The dollar was broadly steady on Monday, with U.S. debt ceiling negotiations set to resume and Federal Reserve Chair Jerome Powell having indicated he favours a meeting-by-meeting approach when it comes to future policy moves.
The greenback was little changed at 137.975 yen to start the week, having snapped a six-day winning streak on Friday, pulling back from a six-month peak.
The euro was up 0.1% against the dollar at $1.0821, having hit a seven-week low of $1.0760 on Friday.
Investors are now waiting for a meeting between U.S. President Joe Biden and House Republican Speaker Kevin McCarthy to discuss the debt ceiling on Monday, after a phone call on Sunday that both sides described as positive.
Analysts said optimism over the debt limit was still providing support to the dollar.
“Friday there was a bit of a setback but there’s a bit more optimism after the weekend,” said Francesco Pesole, FX strategist at ING, citing the phone call.
“Markets are seeing a deal on the debt limit and at the same time the Fed pushing back on rate cuts which is ultimately proving positive for the dollar.”

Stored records
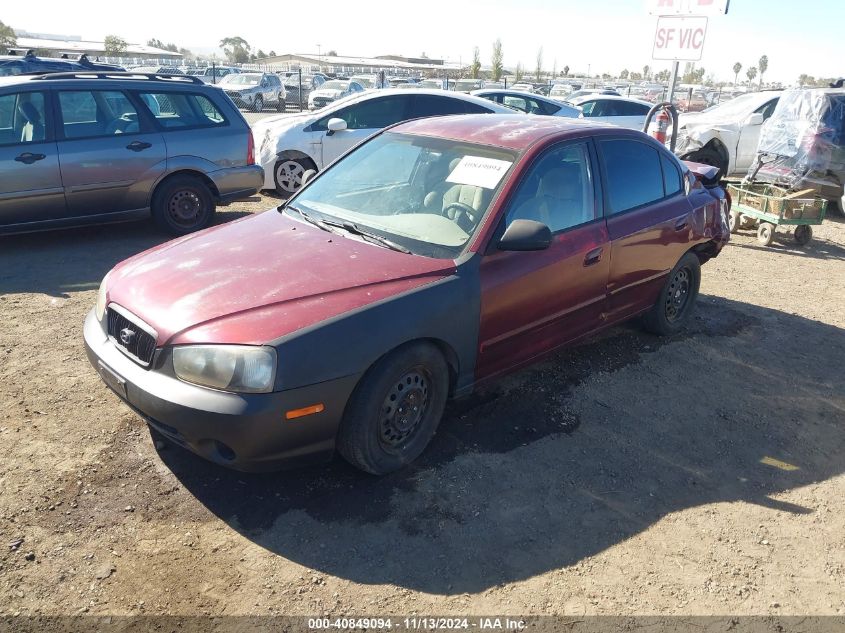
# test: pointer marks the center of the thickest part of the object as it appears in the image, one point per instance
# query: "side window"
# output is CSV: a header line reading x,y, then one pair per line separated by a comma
x,y
372,114
557,190
90,113
672,182
634,175
767,108
429,105
179,109
22,118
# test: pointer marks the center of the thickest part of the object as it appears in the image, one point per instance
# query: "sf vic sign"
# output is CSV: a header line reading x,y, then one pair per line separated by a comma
x,y
679,38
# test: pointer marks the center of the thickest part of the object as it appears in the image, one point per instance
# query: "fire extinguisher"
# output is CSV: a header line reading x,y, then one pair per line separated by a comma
x,y
660,126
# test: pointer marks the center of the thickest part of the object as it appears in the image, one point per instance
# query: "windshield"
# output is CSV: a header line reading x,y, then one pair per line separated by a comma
x,y
407,189
739,106
241,80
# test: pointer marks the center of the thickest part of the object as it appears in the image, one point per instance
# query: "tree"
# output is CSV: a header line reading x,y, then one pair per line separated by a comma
x,y
114,45
236,49
751,73
539,69
496,60
475,68
737,68
7,38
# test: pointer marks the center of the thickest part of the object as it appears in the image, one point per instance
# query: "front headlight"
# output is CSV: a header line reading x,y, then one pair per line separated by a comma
x,y
100,307
238,368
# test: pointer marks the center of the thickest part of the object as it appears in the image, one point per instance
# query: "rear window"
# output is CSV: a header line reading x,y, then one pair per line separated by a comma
x,y
182,109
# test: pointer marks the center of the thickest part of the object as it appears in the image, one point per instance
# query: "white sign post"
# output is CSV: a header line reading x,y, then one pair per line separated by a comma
x,y
679,38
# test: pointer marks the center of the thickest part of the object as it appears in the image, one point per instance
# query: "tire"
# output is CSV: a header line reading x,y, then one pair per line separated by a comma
x,y
711,157
382,428
766,233
287,174
183,204
803,234
675,302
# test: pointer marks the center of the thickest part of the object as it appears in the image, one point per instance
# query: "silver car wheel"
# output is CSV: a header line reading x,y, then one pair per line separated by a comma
x,y
289,175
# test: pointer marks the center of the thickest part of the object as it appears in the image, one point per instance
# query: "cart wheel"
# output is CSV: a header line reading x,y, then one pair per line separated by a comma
x,y
803,234
766,233
734,222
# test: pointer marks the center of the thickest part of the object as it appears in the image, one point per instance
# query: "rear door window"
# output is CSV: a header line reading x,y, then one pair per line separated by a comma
x,y
182,110
92,113
633,173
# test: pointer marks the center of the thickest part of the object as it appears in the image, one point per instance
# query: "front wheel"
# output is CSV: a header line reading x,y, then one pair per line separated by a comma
x,y
182,204
394,412
674,304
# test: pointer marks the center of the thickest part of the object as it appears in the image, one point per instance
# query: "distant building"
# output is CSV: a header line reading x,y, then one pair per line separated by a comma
x,y
50,45
390,64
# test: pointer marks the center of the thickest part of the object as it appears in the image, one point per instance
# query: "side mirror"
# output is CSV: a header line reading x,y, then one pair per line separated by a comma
x,y
525,235
307,175
756,118
335,125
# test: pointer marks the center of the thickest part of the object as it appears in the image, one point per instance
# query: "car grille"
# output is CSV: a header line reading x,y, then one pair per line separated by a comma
x,y
138,343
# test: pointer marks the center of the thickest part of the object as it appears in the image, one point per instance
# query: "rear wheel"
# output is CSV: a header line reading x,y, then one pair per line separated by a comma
x,y
288,174
183,204
394,412
766,233
674,304
803,234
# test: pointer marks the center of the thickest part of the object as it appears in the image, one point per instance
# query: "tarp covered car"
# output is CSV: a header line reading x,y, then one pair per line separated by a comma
x,y
802,145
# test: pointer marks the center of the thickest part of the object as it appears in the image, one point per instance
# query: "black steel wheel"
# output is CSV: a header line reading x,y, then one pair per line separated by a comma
x,y
766,233
674,304
395,409
182,204
803,234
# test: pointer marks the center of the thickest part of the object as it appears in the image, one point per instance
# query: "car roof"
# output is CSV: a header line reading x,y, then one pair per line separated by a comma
x,y
512,131
590,97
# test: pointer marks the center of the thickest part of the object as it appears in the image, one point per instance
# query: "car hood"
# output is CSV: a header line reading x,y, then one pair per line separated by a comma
x,y
257,279
331,93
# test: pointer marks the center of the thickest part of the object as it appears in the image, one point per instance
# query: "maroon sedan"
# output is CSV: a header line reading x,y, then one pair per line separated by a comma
x,y
436,256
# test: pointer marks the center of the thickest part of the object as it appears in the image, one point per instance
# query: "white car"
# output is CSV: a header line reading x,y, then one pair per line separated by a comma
x,y
621,111
529,103
289,145
331,91
726,135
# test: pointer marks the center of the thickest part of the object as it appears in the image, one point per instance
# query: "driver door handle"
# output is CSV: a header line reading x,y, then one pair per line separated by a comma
x,y
28,158
593,257
137,146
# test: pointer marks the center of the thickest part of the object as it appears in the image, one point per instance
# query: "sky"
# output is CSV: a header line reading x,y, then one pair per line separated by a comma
x,y
599,35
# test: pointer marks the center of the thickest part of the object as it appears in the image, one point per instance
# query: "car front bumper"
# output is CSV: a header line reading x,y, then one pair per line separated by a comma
x,y
246,432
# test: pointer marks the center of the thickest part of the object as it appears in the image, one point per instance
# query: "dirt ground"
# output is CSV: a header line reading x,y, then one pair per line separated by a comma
x,y
703,474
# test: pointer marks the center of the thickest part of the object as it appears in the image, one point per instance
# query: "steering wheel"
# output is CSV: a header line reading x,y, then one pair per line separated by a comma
x,y
462,211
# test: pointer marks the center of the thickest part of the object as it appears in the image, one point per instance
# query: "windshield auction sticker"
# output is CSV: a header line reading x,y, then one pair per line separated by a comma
x,y
479,171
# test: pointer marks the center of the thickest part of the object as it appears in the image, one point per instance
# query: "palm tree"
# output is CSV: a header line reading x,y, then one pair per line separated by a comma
x,y
737,68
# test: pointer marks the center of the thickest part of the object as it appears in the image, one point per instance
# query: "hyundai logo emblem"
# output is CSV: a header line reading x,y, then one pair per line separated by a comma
x,y
127,336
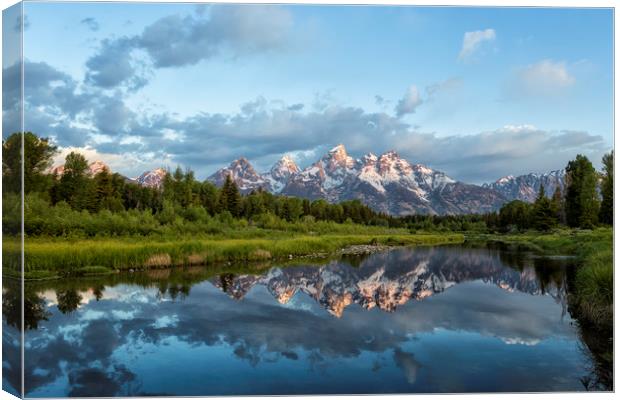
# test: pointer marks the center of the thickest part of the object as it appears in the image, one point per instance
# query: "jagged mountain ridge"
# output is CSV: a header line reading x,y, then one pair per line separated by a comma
x,y
154,178
93,168
386,183
526,187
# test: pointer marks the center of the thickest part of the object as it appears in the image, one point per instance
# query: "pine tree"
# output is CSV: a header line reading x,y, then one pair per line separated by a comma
x,y
74,180
233,197
606,213
544,214
557,205
581,199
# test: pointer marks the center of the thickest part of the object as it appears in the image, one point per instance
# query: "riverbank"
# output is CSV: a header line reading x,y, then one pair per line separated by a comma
x,y
47,258
591,297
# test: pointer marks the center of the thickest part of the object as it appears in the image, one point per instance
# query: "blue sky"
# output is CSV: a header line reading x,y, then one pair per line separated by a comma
x,y
476,92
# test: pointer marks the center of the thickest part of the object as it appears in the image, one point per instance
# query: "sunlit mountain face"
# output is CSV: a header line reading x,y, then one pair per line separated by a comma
x,y
442,319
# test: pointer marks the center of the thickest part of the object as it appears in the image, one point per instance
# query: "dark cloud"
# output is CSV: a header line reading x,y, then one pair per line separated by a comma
x,y
91,23
264,130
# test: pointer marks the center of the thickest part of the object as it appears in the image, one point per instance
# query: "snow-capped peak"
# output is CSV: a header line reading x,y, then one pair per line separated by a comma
x,y
339,149
154,178
280,172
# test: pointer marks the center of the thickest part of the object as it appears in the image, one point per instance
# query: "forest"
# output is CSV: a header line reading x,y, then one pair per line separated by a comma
x,y
108,204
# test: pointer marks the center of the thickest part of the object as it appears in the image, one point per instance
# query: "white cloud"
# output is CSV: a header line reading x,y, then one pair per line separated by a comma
x,y
546,77
410,102
473,42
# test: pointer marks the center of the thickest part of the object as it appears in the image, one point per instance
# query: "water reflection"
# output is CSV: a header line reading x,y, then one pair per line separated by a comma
x,y
445,319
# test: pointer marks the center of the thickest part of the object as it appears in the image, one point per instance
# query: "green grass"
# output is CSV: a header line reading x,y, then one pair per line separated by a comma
x,y
76,257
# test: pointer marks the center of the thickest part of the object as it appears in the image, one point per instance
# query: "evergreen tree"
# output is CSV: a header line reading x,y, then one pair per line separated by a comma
x,y
581,199
38,153
74,180
233,198
557,205
606,213
544,215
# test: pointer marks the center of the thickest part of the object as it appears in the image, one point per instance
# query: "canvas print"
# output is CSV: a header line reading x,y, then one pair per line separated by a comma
x,y
287,199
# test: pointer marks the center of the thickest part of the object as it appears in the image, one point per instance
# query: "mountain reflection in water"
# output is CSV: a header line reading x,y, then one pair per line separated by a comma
x,y
436,319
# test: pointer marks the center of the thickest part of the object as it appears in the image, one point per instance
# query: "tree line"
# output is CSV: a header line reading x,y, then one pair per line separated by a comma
x,y
181,194
585,201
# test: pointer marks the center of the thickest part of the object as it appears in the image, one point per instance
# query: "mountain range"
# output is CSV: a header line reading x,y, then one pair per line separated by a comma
x,y
387,183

ACTIVITIES
- 1) Return the stretch of the currency report from "The dollar was" through "of $1.0760 on Friday.", copied word for word.
- 2) Summarize the currency report in two sentences.
- 3) Answer these questions from the currency report:
(a) At what level was the greenback trading against the yen to start the week?
(b) What seven-week low did the euro hit on Friday?
(c) What position does Francesco Pesole hold at ING?
The stored records have no connection to the currency report.

SOLVED TASKS
- 1)
The dollar was broadly steady on Monday, with U.S. debt ceiling negotiations set to resume and Federal Reserve Chair Jerome Powell having indicated he favours a meeting-by-meeting approach when it comes to future policy moves.
The greenback was little changed at 137.975 yen to start the week, having snapped a six-day winning streak on Friday, pulling back from a six-month peak.
The euro was up 0.1% against the dollar at $1.0821, having hit a seven-week low of $1.0760 on Friday.

- 2) The dollar was broadly steady on Monday as U.S. debt ceiling negotiations were set to resume and Federal Reserve Chair Jerome Powell indicated he favors a meeting-by-meeting approach to future policy moves. Analysts said optimism over the debt limit was still supporting the dollar, with investors awaiting a Monday meeting between President Joe Biden and Speaker Kevin McCarthy after a Sunday phone call both sides described as positive.

- 3)
(a) 137.975 yen
(b) $1.0760
(c) FX strategist